SOURCE MATERIAL:
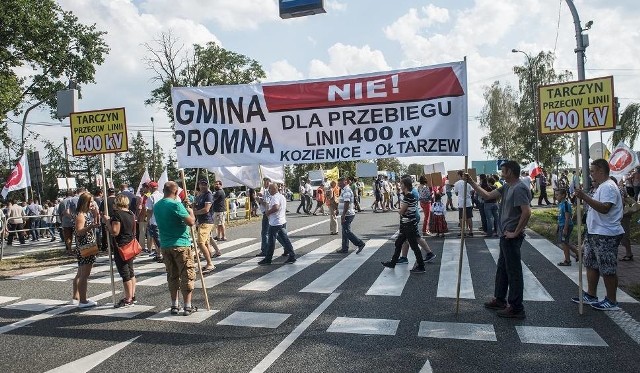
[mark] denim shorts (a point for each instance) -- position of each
(560, 237)
(601, 253)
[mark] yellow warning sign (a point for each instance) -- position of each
(99, 132)
(585, 105)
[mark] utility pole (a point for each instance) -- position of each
(533, 102)
(153, 149)
(66, 158)
(582, 42)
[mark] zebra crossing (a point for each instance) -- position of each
(311, 251)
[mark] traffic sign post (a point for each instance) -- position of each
(100, 132)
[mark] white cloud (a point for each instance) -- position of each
(347, 60)
(282, 71)
(335, 5)
(228, 14)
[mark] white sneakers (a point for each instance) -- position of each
(90, 303)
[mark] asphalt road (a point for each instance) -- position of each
(328, 312)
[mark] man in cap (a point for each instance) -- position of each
(204, 217)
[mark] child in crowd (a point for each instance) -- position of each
(565, 226)
(438, 221)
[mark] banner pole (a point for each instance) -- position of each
(579, 221)
(195, 244)
(462, 235)
(106, 212)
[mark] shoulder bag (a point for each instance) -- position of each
(131, 249)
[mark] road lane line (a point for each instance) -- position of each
(89, 362)
(289, 339)
(274, 278)
(329, 281)
(448, 280)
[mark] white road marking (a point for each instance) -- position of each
(354, 325)
(255, 319)
(448, 280)
(452, 330)
(273, 278)
(329, 281)
(559, 336)
(89, 362)
(289, 339)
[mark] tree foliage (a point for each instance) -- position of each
(498, 117)
(629, 126)
(40, 37)
(206, 65)
(512, 120)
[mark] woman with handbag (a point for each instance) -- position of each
(122, 228)
(86, 220)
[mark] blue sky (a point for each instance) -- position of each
(357, 36)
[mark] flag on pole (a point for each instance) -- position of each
(534, 170)
(145, 179)
(162, 179)
(19, 177)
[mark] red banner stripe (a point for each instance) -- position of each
(386, 88)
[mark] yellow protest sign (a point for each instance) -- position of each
(98, 132)
(585, 105)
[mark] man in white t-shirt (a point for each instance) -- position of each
(152, 227)
(464, 203)
(277, 214)
(604, 233)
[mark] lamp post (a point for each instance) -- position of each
(533, 101)
(153, 149)
(582, 42)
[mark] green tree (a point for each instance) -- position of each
(40, 37)
(135, 160)
(391, 164)
(498, 118)
(415, 169)
(629, 126)
(207, 65)
(537, 71)
(54, 168)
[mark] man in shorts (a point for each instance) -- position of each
(219, 211)
(603, 238)
(174, 222)
(204, 215)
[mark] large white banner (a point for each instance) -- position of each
(412, 112)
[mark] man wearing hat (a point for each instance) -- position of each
(154, 198)
(204, 219)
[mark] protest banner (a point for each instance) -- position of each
(413, 112)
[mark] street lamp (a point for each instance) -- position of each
(153, 149)
(533, 100)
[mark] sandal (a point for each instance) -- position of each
(189, 310)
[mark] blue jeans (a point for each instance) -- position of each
(491, 213)
(509, 273)
(279, 231)
(264, 234)
(347, 235)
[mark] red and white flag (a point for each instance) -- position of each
(534, 170)
(19, 177)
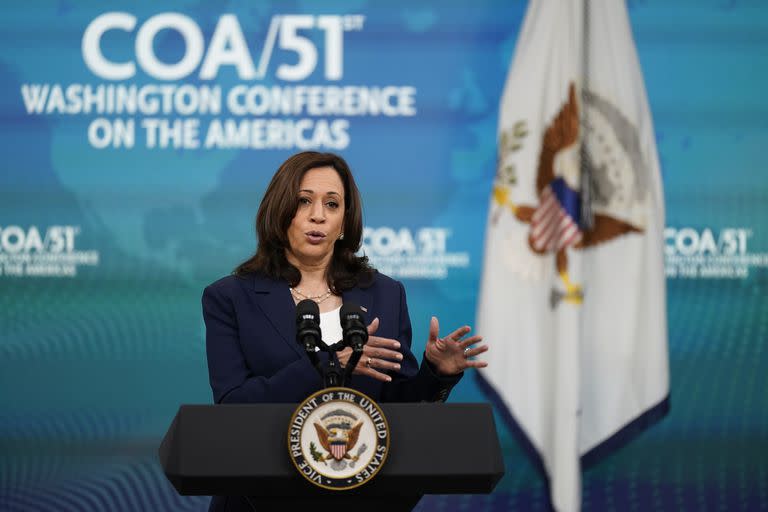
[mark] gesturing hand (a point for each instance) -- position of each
(451, 355)
(379, 354)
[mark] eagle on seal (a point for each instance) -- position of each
(338, 436)
(618, 186)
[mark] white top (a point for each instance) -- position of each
(330, 325)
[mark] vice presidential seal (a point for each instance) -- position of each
(338, 438)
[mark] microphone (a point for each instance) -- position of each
(354, 333)
(308, 326)
(353, 329)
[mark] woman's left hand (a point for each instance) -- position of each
(451, 355)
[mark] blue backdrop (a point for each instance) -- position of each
(131, 177)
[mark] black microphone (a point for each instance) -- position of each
(353, 329)
(308, 327)
(354, 333)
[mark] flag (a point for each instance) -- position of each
(573, 296)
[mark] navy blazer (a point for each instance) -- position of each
(253, 355)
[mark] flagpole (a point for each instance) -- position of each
(587, 220)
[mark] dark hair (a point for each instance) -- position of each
(276, 212)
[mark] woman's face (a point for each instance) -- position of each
(319, 219)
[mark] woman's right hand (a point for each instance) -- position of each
(379, 355)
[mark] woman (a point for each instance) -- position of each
(309, 227)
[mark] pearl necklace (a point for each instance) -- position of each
(298, 296)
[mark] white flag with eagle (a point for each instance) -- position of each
(573, 293)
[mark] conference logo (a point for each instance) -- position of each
(710, 253)
(338, 439)
(51, 251)
(404, 253)
(182, 106)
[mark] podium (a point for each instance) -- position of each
(241, 450)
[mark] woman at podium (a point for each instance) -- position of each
(309, 228)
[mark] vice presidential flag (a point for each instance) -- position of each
(573, 291)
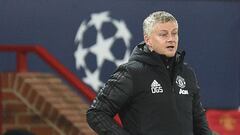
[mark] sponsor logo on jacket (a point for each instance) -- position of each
(156, 87)
(180, 81)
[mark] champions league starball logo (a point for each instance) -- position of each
(103, 44)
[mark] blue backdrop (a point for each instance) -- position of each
(209, 32)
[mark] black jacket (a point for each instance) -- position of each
(148, 101)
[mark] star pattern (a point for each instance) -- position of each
(97, 19)
(102, 49)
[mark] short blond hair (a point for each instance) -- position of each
(156, 17)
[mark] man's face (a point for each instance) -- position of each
(163, 39)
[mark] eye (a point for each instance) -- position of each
(163, 34)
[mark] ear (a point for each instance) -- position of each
(148, 42)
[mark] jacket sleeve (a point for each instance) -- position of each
(200, 124)
(110, 99)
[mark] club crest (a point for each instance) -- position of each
(180, 82)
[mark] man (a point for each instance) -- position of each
(155, 93)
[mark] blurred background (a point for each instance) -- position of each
(91, 38)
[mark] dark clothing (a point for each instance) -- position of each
(150, 98)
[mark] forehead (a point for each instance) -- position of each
(171, 25)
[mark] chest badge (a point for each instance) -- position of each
(180, 82)
(156, 87)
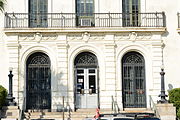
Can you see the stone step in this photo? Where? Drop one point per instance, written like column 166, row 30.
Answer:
column 80, row 114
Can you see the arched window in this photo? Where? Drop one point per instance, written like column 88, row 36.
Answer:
column 84, row 11
column 133, row 79
column 131, row 10
column 38, row 10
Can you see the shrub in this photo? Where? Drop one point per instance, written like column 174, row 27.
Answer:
column 174, row 97
column 3, row 94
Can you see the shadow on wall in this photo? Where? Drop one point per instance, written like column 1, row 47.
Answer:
column 60, row 94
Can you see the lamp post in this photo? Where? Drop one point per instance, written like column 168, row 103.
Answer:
column 162, row 73
column 10, row 97
column 162, row 95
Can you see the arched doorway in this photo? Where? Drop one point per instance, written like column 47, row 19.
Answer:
column 86, row 81
column 38, row 82
column 133, row 80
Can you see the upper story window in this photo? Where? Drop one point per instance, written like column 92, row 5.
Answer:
column 38, row 10
column 131, row 10
column 85, row 10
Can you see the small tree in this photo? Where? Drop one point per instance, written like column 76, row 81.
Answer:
column 3, row 95
column 174, row 97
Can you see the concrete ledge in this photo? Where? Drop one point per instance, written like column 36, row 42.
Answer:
column 166, row 111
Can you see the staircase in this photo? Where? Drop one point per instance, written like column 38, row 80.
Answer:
column 78, row 115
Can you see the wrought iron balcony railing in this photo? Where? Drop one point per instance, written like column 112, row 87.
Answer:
column 69, row 20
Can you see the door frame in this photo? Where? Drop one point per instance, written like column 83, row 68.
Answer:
column 49, row 72
column 86, row 65
column 135, row 90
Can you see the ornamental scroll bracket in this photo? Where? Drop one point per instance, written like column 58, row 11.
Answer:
column 86, row 36
column 133, row 36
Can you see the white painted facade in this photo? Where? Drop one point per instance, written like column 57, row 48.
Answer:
column 109, row 45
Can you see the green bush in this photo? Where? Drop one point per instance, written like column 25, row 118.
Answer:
column 3, row 94
column 174, row 97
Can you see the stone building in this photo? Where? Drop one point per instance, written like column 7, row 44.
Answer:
column 92, row 52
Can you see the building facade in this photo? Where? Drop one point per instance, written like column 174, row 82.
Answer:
column 91, row 52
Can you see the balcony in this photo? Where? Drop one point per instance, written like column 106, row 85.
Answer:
column 71, row 20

WHAT YOU HAVE TO DO:
Scan the listing above and identify each line holding the string "stone"; copy every such line.

YOUR SOLUTION:
Can you see the stone step in this photo? Where? Drop one point per instance, written like column 166, row 30.
Can you see the stone building in this photo? Where? Drop one point per instance, written like column 7, row 44.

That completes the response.